*Brano di partenza*
<<<<
La vita come sorgente nelle liriche di Hugo Mujica

Il poeta argentino: «Il vento è l’aspetto creatore di Dio»

Martedì 29 Agosto 2023, 10:10

19:03

Se fossimo chiamati a dire Hugo Mujica in una manciata di battute, cercheremmo di fondere in un unico profilo la levità della piuma e la transuranica saggezza di chi del lume di un cerino accoglie, con amore tracimante, anche l’ombra. Mujica nasce a Buenos Aires nel 1942. Suo padre, operaio e sindacalista dalle idee anarco-socialiste, perde la vista in un incidente sul lavoro quando lui aveva appena sei anni. A tredici comincia, per contribuire all’economia domestica, a lavorare in una fabbrica per la produzione del vetro e, al contempo, si appassiona alle Belle Arti e porta a conclusione gli studi liceali. A diciannove anni, lascia l’Argentina alla volta di quel tumulto fiammeggiante che era la New York e, in particolare, il Greenwich Village degli anni ’60. Lì studia e intraprende, nel barbaglio coloratissimo e allucinante della beat generation, la strada della pittura. Conosce Allen Ginsberg, Timothy Leary e attraversa l’effimera quanto maestra esperienza dell’LSD. Poi, l’incontro, avvenuto proprio grazie a Ginsberg, col Guru Satchitananda, guida nel guado da una vita alla vita. Diretto a Boston proprio con quest’ultimo per una conferenza, immediatamente dopo il fragore di Woodstock, Mujica incontra il silenzio in un Monastero Trappista. Saldo al voto per sette anni, il silenzio si farà matrice della sua poesia. Una poesia tremendamente accurata, liberata dal grave del superfluo, capace di trattenere in sé il Creato, la sua perpetua quanto misteriosa rinascita, con possanza surreale. Versi che risalgono il corso delle cose per afferrarne l’origine, che dicono di un uomo che del nulla ha fatto opulenza, del passo, soffio nel vento: «[…] il vento/ la nudità in ciò che viene e sfugge:/ l’orma che al cancellare traccia» (Raffaelli Editore, Hugo Mujica, “Poesie scelte”, 2008). Ascoltatolo in dialogo con Ruggero Savinio nell’ambito della tre giorni culturale “I giorni del non detto”, tenutasi a Roma nello scorso luglio e diretta da Augusto Ficele e Zingonia Zingone, abbiamo avuto l’opportunità di porgergli qualche domanda (si ringrazia Zingonia Zingone per la cura della traduzione):

Lei è nato a Buenos Aires, ha abitato a New York, per sette anni in un Monastero Trappista nei pressi di Boston, in Francia… Come ha vissuto questi spostamenti da città a città, questi repentini cambi di rotta, i così diversi momenti della sua vita?
>>>>
*Consegna 1*
Per favore, riscrivi le righe di dati comprese tra quella che contiene "of the decorative" e quella che contiene "260), (83, 237)]]", estremi inclusi, rinominando "decorative tile backsplash" in "ceramic wall tiles" e lasciando invariato tutto il resto.
*Consegna 2*
Prosegui il brano su Hugo Mujica a partire dalla sua ultima frase.
Il brano su Hugo Mujica e le righe di dati sono materiali indipendenti tra loro.

*Righe di dati*
<<<<
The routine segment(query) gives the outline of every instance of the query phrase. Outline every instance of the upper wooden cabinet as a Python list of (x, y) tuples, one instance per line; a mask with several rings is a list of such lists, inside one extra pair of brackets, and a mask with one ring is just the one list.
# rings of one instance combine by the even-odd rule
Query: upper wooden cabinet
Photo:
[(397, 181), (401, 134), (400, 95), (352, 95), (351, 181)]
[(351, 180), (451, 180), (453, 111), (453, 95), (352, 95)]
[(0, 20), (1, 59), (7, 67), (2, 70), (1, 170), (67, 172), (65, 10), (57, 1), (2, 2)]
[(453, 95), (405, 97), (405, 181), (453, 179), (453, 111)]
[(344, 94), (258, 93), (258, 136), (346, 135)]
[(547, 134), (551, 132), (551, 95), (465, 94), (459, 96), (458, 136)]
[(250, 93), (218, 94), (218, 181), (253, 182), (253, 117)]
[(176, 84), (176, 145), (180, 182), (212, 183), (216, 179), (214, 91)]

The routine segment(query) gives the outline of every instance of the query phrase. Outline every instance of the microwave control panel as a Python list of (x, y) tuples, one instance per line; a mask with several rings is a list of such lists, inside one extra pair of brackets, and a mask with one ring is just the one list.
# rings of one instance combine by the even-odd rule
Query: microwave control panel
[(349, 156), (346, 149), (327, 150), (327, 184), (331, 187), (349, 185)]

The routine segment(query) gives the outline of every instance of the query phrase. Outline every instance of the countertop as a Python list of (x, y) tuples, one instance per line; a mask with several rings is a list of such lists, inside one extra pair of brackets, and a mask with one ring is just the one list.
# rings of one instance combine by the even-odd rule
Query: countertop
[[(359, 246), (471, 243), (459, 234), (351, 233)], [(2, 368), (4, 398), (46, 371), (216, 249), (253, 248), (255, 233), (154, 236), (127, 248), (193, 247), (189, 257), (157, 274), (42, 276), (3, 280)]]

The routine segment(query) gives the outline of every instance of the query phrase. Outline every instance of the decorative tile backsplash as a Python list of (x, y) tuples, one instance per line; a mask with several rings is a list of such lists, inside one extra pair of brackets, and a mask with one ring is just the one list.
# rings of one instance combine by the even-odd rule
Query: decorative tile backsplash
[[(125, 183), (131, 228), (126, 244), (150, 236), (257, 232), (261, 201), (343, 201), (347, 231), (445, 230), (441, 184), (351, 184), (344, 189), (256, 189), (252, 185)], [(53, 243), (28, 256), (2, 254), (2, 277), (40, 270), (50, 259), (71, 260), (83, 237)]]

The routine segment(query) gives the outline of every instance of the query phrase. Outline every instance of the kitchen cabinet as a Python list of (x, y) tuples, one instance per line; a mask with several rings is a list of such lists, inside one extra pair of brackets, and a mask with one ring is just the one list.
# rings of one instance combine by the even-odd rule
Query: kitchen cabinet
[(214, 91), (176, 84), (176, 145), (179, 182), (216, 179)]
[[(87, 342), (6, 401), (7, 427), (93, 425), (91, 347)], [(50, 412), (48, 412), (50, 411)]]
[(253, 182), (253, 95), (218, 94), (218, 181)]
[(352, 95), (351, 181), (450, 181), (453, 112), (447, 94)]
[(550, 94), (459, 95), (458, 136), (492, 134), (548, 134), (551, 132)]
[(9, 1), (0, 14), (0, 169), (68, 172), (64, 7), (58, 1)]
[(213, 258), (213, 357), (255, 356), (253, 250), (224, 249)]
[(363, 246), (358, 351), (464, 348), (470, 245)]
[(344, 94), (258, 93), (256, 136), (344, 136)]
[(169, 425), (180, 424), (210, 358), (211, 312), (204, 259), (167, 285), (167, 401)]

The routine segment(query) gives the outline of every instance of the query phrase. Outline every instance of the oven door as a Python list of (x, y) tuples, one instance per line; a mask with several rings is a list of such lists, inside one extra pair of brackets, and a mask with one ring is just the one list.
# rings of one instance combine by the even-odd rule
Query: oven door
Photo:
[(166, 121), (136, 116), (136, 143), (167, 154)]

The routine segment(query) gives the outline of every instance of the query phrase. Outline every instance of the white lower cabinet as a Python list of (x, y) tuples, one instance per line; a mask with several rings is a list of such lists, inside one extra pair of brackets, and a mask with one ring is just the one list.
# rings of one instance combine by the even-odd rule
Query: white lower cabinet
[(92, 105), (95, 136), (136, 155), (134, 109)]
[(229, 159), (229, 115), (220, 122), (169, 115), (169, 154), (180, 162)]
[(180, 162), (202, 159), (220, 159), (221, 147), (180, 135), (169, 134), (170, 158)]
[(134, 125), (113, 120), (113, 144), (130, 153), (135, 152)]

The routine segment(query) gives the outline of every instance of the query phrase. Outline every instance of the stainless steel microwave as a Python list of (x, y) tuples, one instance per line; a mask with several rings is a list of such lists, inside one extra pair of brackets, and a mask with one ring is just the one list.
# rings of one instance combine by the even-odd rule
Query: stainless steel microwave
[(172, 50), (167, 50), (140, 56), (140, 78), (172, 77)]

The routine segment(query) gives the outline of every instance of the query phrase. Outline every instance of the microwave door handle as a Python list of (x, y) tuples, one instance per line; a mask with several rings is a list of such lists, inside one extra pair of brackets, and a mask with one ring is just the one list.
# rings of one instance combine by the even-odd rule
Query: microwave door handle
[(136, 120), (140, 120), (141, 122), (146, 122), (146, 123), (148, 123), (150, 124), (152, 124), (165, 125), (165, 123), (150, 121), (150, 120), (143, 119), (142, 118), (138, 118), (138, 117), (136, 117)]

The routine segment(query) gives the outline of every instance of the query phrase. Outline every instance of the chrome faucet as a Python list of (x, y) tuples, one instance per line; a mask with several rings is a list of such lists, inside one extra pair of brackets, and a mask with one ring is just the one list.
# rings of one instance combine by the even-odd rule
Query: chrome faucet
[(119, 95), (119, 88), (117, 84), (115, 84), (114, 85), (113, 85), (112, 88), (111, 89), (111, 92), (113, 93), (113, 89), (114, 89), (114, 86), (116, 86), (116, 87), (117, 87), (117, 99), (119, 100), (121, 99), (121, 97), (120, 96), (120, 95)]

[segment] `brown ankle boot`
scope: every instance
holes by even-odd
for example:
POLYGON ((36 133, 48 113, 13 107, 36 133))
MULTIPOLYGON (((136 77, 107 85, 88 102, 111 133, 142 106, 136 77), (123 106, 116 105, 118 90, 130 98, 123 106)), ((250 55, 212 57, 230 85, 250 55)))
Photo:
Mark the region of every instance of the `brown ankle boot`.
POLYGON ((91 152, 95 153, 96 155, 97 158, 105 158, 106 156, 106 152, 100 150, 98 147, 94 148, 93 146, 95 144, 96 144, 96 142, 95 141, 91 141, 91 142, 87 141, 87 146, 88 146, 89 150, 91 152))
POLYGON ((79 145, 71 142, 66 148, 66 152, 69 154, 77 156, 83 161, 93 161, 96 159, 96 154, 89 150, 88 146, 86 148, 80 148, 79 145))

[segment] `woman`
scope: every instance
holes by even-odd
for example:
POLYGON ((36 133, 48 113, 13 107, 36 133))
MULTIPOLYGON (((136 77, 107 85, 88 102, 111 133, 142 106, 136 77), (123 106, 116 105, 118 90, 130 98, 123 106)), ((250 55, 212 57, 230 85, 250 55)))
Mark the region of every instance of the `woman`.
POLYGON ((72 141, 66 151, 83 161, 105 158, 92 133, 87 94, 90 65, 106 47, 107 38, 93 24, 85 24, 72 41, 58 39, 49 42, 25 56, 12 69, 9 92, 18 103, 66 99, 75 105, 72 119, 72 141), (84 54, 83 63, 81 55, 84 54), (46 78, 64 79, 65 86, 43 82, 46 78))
>>>>
*Risultato atteso 1*
The routine segment(query) gives the outline of every instance of the query phrase. Outline every instance of the ceramic wall tiles as a Python list of (x, y) tuples, one instance per line; a mask with several rings is a list of such lists, inside one extra pair of brackets, and a mask with one ring is just the one list.
# rings of one instance combine by the even-odd rule
Query: ceramic wall tiles
[[(125, 183), (131, 228), (126, 244), (150, 236), (257, 232), (261, 201), (343, 201), (347, 231), (445, 230), (441, 184), (351, 184), (344, 189), (256, 189), (252, 185)], [(53, 243), (28, 256), (2, 254), (2, 277), (40, 270), (50, 259), (71, 260), (83, 237)]]

*Risultato atteso 2*
«New York per me è stata l’incontro con me stesso. Da solo per la prima volta a diciannove anni, in una città mostruosa nelle dimensioni che, figurarsi, ancora non era la New York di adesso… C’erano ancora lotti vuoti, lotti disabitati, che poi sono stati edificati… Ma quello che, soprattutto, ho trovato lì è stata la libertà. E quell’epoca non era ancora questa, in cui è una cosa comune. In quell’epoca, era la prima volta che prendevo la metropolitana e accanto a me c’era un indiano, di fronte un nero, ma tutto questo non si vedeva nel mondo. New York era il luogo in cui il mondo confluiva. Quelle cose, fuori di lì non si vedevano. A me ha dato molto di quello che sono oggi, perché ho vissuto lì dai miei venti ai trent’anni circa, che è quando uno più o meno acquisisce un volto, un’identità. È un posto dinamico, che non si ferma, creativo e distruttivo al contempo, e ha mille mondi: potevo essere un hippie o un borghese o altro… Cioè si convive con una grande velocità che non si tocca, ma ha quello… Credo che, anche adesso, sia l’unica città moderna, perché se io vengo in Europa, vengo a vedere ciò che è antico, se vado in Messico vado a vedere l’impero Azteco, se vado in Perù è per vedere l’oro dei Gesuiti, a New York vado per vedere come tutto cambia».

Qual è la differenza fra Mujica di trent’anni fa e quello di oggi, a livello spirituale, di crescita umana? Cosa è cambiato, se è cambiato qualcosa?

«Non credo di essere cambiato… Credo che mi sia modellato, ma ci sono due o tre cose che da sempre mi interessano, che sono la bellezza, la cultura e poi tutto questo diventa spirituale, ma mi rendo conto che ci sono da sempre. Si è andata modificando la materia con la quale ho scolpito me stesso. Ma sono le stesse due o tre cose e soprattutto la libertà, la ricerca costante della libertà».

I suoi versi chiedono la completa incarnazione dell’anima, ma per giungervi si rende necessario il togliere. Ha più accettato il vuoto o lo ha accolto, nella vita dunque nella poesia?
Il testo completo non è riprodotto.